# Task:
Could you copy out, word for word, the stretch of the records below from the line containing "In the photo above, where can the woman's face" through the line containing "column 534, row 210", including both of those lines?

# Input material:

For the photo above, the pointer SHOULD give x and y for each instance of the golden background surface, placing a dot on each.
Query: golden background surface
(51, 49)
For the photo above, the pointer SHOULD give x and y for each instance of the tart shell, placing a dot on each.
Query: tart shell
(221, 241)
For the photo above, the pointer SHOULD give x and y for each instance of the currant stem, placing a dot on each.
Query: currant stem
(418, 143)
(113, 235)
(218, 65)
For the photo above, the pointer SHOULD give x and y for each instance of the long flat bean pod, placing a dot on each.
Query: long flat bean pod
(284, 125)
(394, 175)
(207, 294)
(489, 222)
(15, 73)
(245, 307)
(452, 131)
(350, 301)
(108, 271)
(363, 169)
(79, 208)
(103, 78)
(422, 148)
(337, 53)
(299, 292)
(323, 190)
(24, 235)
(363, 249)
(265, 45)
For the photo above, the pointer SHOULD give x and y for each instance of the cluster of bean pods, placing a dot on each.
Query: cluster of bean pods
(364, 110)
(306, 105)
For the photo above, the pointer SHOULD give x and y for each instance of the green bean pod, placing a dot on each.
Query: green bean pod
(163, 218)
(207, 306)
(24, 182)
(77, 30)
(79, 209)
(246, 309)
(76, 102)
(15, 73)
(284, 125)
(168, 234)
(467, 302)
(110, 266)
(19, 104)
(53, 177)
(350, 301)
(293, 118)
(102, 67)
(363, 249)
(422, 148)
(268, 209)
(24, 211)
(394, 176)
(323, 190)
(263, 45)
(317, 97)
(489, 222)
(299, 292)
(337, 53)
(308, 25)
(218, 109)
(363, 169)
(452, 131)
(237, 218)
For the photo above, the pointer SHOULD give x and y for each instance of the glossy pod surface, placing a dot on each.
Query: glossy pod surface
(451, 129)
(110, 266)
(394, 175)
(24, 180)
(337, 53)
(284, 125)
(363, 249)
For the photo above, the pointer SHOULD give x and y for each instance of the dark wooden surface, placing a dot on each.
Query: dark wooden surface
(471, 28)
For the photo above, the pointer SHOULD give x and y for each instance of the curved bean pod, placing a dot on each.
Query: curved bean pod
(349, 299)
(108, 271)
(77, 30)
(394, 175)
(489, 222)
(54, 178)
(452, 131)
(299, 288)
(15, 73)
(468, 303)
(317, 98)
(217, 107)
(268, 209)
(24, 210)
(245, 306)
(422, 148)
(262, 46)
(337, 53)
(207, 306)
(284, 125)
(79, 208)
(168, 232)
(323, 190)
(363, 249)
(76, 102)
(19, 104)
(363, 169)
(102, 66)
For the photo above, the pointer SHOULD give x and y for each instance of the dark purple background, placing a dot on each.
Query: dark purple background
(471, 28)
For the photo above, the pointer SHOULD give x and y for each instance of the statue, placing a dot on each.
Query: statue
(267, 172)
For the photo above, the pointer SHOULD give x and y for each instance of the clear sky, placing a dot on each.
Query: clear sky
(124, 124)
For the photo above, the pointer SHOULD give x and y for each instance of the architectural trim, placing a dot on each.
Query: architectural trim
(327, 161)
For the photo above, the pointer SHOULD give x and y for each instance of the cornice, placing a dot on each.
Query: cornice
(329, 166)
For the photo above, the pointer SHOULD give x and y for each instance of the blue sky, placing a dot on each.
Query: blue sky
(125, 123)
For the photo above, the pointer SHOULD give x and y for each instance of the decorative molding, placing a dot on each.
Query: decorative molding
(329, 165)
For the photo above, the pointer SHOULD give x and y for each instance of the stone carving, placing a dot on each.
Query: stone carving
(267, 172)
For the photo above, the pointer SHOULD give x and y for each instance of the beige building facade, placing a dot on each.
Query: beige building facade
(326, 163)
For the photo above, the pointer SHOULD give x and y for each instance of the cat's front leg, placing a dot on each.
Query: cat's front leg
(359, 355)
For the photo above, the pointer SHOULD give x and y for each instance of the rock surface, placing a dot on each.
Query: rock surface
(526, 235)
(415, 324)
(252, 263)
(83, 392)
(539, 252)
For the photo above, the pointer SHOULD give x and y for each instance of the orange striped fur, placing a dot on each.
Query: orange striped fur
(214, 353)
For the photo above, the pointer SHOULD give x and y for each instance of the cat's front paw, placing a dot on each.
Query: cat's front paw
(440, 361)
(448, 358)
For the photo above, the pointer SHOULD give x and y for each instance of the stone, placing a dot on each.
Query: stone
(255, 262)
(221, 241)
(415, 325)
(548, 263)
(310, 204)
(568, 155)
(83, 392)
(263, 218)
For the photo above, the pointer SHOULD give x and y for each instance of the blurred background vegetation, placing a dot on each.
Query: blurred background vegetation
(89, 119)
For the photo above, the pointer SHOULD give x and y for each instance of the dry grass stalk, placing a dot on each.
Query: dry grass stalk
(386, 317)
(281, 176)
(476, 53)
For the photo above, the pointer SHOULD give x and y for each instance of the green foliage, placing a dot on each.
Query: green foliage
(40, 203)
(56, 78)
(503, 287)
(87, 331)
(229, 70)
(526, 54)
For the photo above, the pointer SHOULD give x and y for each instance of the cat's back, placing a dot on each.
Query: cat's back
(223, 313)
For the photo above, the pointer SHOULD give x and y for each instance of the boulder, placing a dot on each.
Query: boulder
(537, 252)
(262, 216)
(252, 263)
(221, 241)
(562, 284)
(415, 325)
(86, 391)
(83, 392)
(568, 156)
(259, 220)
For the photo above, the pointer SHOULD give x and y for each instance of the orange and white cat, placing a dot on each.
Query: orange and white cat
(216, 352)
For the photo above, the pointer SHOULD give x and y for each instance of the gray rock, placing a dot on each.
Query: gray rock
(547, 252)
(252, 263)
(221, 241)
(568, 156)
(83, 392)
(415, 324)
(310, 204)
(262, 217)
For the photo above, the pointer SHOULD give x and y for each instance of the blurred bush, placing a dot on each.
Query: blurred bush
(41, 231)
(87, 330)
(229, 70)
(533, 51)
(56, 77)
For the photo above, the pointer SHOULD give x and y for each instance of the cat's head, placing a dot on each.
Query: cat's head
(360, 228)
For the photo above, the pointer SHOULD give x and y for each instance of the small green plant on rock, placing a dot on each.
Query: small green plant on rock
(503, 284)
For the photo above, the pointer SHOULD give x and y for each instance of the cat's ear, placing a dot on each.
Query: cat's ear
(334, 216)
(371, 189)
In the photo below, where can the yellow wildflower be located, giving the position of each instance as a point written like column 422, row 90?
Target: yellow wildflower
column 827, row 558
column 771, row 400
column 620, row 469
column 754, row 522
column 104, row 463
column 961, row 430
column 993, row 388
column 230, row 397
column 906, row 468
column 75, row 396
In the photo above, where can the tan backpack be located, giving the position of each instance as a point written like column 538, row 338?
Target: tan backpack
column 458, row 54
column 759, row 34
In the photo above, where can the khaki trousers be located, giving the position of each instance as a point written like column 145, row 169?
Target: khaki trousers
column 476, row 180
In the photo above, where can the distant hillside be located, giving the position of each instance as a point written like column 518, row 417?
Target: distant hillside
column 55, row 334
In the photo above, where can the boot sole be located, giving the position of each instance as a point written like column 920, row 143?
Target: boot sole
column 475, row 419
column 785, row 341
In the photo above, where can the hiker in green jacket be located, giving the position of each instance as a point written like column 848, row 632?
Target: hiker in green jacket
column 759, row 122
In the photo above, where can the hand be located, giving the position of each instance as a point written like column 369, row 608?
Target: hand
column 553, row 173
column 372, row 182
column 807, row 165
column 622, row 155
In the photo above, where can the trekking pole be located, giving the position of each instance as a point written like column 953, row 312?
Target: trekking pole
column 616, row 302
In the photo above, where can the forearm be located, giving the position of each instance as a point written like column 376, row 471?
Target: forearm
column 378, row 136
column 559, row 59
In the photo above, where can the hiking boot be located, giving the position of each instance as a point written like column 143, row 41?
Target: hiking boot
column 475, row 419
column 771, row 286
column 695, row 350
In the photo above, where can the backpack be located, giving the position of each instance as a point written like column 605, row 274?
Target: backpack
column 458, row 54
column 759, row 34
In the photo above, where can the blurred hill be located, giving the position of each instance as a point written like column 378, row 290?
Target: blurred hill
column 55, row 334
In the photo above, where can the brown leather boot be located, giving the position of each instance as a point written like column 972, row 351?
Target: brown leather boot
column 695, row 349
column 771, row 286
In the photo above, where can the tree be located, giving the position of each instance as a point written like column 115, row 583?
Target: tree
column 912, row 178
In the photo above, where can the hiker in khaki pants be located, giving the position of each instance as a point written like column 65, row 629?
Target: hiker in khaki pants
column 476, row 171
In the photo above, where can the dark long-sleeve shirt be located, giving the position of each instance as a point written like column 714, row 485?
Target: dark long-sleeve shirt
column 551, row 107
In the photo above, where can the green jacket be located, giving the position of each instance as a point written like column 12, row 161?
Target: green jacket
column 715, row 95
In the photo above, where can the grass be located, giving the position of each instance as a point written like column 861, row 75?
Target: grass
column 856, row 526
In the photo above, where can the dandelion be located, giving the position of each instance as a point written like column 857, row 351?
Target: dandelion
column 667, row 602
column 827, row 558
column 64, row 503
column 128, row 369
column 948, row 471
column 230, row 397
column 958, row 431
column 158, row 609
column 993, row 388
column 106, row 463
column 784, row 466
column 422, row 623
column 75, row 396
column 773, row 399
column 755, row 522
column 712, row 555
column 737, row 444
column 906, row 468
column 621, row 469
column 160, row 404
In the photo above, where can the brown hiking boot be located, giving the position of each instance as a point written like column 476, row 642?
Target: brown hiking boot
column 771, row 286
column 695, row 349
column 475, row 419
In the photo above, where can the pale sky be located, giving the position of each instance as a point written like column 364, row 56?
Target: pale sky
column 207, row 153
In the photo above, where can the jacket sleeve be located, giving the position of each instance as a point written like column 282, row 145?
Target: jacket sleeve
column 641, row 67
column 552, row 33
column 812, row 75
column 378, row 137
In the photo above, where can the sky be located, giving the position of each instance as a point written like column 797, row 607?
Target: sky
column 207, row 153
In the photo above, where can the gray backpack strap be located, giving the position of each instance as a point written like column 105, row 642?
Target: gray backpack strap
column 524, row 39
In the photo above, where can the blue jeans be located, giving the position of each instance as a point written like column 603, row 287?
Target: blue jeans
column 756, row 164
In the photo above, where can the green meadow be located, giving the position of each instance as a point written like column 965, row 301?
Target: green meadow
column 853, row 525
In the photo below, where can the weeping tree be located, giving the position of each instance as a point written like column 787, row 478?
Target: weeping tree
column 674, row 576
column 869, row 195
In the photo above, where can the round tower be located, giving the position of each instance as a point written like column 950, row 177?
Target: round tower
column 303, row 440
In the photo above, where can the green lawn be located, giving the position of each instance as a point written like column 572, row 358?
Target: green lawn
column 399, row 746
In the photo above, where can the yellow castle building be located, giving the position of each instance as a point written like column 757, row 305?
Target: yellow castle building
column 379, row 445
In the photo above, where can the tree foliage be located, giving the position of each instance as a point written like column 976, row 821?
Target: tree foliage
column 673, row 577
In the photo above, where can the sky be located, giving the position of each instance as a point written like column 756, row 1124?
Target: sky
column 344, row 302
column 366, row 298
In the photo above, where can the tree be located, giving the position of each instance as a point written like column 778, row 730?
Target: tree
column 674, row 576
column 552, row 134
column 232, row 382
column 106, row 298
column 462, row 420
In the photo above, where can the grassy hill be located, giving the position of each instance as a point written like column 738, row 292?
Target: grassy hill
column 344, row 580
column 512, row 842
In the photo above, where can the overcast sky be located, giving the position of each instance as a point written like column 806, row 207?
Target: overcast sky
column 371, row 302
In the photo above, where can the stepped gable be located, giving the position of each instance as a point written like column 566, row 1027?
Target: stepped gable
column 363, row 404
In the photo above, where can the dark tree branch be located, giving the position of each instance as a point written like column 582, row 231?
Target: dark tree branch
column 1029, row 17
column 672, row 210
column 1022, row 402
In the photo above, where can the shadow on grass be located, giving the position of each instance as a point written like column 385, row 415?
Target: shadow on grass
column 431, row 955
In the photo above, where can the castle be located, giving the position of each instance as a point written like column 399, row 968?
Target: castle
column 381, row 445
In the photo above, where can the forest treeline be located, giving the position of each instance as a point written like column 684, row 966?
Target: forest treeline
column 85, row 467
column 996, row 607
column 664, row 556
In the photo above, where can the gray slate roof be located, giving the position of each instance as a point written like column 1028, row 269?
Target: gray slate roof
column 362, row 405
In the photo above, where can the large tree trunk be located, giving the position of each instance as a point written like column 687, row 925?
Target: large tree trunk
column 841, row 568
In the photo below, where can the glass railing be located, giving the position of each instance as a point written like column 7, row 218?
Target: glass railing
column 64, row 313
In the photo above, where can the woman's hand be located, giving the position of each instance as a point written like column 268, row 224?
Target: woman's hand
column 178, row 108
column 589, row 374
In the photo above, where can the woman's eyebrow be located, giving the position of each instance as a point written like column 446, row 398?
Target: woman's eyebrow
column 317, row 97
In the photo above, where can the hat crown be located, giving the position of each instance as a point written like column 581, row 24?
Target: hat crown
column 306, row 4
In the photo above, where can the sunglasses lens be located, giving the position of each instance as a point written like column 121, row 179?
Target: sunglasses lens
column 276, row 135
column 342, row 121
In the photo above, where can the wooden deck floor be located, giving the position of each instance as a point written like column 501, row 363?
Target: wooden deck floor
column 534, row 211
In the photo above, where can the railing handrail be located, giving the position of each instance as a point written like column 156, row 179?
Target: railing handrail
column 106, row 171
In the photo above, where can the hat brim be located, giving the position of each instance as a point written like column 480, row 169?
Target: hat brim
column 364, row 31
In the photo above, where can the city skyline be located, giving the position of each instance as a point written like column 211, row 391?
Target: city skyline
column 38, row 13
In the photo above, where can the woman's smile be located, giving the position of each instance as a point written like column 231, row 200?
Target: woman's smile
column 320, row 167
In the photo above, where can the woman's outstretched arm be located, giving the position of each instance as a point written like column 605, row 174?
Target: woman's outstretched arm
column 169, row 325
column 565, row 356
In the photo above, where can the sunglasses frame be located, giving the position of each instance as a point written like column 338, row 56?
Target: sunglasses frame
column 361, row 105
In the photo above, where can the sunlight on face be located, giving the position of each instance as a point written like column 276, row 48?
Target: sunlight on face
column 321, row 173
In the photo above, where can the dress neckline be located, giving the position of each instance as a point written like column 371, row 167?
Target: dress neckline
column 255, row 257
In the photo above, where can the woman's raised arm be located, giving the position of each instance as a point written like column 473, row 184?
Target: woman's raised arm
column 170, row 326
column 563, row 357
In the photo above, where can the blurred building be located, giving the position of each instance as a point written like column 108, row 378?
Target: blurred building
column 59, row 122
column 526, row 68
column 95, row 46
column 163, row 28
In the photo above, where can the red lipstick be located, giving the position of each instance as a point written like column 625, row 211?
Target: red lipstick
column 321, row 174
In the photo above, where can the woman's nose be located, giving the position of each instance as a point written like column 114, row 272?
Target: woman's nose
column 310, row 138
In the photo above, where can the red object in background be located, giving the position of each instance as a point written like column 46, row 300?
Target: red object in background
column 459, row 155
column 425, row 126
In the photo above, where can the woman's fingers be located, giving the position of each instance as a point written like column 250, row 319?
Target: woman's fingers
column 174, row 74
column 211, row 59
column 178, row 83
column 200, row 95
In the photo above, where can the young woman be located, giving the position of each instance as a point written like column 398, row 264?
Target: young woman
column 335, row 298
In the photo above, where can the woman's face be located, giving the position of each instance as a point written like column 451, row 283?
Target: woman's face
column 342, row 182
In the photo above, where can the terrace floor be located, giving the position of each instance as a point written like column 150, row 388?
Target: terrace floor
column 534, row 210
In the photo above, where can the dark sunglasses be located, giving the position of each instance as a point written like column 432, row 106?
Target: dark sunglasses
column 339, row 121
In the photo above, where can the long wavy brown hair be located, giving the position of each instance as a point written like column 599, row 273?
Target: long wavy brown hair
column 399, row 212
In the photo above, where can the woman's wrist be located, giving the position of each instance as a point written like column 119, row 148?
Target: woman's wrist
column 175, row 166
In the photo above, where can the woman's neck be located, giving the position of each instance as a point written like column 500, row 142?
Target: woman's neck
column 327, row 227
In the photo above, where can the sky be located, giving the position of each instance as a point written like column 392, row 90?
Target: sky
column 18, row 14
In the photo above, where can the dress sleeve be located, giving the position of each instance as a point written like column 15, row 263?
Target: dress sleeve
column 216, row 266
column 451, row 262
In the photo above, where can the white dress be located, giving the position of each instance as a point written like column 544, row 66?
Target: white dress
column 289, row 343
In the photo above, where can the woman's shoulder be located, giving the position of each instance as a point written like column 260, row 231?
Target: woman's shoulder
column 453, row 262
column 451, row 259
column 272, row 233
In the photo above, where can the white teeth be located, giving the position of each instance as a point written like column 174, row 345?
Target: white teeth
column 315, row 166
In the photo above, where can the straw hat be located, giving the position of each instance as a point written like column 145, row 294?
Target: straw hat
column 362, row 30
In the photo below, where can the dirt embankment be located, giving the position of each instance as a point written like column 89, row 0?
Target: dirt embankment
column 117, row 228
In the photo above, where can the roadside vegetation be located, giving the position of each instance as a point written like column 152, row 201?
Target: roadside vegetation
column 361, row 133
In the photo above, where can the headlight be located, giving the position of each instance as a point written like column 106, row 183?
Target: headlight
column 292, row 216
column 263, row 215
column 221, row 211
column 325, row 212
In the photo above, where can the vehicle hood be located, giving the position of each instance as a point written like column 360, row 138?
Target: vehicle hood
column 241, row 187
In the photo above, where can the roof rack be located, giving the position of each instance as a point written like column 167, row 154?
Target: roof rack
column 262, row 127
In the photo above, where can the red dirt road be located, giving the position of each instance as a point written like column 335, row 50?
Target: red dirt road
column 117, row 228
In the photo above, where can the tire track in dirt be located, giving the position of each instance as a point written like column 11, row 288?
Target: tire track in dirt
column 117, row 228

# Answer for this exercise:
In the photo above, where can the woman's face be located, giving the position of each instance as a point written like column 451, row 283?
Target: woman's face
column 342, row 182
In the photo above, where can the terrace floor be located, giving the position of each instance as a point written like column 150, row 388?
Target: terrace floor
column 534, row 210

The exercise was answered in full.